Assignment:
Please restate word for word, and with nothing added, the lines that run from the one holding "Could you point out the cat's ear tufts" to the end of the entries below.

(Referring expression data)
####################
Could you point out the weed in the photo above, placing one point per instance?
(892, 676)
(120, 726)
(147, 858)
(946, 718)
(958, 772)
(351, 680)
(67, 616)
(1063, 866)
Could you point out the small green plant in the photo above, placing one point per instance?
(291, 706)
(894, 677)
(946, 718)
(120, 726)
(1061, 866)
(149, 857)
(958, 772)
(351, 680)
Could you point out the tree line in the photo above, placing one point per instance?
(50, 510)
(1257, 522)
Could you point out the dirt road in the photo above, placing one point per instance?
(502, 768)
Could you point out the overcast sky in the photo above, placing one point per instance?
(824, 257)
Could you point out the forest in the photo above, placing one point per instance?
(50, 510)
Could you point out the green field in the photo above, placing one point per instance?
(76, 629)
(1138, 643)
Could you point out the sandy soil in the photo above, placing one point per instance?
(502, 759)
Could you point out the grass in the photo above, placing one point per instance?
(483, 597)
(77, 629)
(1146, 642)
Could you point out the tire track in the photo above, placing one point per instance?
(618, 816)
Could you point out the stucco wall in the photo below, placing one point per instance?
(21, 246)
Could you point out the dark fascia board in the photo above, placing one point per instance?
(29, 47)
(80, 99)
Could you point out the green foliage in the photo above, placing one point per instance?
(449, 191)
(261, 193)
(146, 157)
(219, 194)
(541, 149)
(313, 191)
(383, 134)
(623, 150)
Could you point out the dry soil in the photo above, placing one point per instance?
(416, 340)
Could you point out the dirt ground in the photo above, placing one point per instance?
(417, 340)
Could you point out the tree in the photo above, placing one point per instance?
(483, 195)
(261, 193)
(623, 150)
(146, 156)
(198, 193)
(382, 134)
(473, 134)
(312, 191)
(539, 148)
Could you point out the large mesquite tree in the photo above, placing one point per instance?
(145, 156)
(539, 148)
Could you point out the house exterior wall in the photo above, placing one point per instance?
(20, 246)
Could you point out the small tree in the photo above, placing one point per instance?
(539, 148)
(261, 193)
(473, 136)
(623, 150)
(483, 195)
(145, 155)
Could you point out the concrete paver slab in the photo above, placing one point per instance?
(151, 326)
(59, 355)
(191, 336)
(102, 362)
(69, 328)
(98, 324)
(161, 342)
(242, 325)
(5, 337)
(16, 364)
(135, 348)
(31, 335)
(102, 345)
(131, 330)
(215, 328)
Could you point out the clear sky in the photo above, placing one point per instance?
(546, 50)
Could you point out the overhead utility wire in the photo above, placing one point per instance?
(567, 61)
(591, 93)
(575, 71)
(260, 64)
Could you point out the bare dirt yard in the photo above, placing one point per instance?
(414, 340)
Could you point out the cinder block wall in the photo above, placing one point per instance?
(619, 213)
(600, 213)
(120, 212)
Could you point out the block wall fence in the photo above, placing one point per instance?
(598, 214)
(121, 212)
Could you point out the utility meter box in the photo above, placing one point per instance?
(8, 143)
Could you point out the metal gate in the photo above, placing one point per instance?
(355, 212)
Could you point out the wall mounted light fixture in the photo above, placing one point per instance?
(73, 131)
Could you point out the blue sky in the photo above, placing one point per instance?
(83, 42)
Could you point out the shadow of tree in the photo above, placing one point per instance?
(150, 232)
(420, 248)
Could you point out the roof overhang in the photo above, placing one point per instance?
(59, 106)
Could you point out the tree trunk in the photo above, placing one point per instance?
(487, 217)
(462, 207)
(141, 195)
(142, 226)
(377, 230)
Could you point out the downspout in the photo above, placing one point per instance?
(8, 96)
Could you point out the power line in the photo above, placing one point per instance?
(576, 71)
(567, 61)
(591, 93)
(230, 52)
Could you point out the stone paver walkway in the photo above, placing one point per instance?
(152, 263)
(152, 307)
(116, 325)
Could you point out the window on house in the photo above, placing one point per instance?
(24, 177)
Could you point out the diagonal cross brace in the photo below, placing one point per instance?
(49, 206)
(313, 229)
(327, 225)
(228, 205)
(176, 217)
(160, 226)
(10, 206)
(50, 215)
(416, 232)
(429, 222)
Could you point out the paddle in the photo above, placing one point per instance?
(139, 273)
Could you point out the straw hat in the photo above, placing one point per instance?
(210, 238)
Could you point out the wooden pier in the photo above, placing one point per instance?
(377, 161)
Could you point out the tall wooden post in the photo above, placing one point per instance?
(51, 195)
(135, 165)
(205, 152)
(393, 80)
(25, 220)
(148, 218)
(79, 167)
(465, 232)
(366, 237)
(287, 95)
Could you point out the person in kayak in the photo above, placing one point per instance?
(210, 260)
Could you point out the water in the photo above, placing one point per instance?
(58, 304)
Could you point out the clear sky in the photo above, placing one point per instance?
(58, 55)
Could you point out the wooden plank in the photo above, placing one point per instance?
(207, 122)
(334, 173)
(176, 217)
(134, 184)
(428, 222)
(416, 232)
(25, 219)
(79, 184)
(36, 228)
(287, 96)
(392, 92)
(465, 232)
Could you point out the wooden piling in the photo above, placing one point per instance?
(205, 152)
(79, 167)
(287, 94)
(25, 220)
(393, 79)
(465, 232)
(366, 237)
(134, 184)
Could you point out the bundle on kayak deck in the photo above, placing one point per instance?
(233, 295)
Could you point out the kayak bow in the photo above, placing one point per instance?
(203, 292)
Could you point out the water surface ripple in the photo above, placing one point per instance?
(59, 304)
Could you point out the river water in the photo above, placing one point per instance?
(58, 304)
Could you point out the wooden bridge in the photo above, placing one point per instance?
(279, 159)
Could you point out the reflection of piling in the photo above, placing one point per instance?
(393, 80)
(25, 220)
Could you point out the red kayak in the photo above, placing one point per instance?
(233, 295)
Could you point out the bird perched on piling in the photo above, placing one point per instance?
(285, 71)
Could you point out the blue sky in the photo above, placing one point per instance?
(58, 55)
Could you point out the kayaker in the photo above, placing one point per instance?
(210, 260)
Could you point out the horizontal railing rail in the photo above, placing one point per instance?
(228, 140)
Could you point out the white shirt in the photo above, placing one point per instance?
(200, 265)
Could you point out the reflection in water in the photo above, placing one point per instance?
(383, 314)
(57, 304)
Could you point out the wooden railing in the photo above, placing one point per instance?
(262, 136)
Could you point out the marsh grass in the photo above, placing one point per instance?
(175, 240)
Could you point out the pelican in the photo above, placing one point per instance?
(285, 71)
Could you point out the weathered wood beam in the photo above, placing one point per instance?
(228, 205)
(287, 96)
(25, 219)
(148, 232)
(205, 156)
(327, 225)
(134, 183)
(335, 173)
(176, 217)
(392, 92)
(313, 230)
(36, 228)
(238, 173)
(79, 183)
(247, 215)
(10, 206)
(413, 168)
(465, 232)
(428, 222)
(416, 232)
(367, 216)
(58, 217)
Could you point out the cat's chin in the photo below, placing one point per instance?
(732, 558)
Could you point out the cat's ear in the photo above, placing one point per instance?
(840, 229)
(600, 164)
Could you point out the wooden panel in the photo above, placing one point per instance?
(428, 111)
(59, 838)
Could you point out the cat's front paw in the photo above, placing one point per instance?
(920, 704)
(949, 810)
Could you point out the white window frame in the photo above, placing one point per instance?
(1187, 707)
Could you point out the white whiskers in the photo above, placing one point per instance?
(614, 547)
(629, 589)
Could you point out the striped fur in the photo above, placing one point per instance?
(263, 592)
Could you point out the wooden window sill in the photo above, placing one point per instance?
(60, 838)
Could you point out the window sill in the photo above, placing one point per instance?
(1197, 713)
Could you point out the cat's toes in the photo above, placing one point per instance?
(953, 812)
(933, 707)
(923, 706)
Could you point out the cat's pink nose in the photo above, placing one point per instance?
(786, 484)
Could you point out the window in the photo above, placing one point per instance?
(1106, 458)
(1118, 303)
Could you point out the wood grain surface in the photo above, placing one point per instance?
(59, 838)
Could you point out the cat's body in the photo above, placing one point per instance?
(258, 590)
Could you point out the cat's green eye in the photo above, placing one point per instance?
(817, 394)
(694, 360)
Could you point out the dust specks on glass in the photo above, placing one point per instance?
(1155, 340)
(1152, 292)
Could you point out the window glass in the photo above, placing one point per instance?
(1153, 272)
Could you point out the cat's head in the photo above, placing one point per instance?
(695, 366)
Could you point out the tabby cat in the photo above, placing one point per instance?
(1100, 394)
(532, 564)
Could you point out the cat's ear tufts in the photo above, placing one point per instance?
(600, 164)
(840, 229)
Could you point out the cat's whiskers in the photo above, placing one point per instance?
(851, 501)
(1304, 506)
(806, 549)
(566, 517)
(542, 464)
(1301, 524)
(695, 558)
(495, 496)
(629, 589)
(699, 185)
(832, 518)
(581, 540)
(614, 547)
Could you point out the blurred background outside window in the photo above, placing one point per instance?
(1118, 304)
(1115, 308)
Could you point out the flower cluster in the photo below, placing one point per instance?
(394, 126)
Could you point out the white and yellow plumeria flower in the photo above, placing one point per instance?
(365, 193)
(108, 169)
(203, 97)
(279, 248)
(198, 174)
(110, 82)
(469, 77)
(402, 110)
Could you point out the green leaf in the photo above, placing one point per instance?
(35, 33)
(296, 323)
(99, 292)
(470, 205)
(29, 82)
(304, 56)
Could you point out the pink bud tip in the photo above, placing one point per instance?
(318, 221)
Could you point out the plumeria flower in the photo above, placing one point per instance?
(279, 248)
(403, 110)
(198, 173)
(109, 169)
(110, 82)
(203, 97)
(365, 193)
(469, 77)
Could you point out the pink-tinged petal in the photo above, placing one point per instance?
####################
Finished task:
Could you point out the cat's ear tufts in the photo above, placing one point per instance?
(600, 164)
(840, 229)
Could you point out the cat's whiskers in the photo above, placing one point per instance?
(851, 501)
(1304, 506)
(806, 549)
(566, 517)
(542, 464)
(1301, 524)
(695, 558)
(495, 496)
(629, 589)
(699, 185)
(832, 518)
(581, 540)
(614, 547)
Could you point out the blurred background outside window in the photo above, placing one point per instance?
(1118, 304)
(1115, 308)
Could you point out the flower cluster in the photo below, placing one point per instance?
(394, 126)
Could you point out the white and yellow plumeria flower in the photo above, placing one point per instance?
(365, 193)
(108, 169)
(203, 97)
(279, 248)
(198, 174)
(110, 82)
(469, 77)
(402, 110)
Could you point out the green leaf in the photo above, placing one point per instance?
(35, 33)
(296, 323)
(99, 292)
(470, 205)
(29, 82)
(304, 56)
Could you point out the pink bud tip in the photo above, placing one point per instance?
(318, 221)
Could you point out the plumeria flower in the photo above, placing one point per instance?
(279, 248)
(403, 110)
(198, 173)
(109, 169)
(110, 82)
(203, 97)
(365, 193)
(469, 77)
Could you point out the pink-tinged petal in the photo above, placing one point per instance?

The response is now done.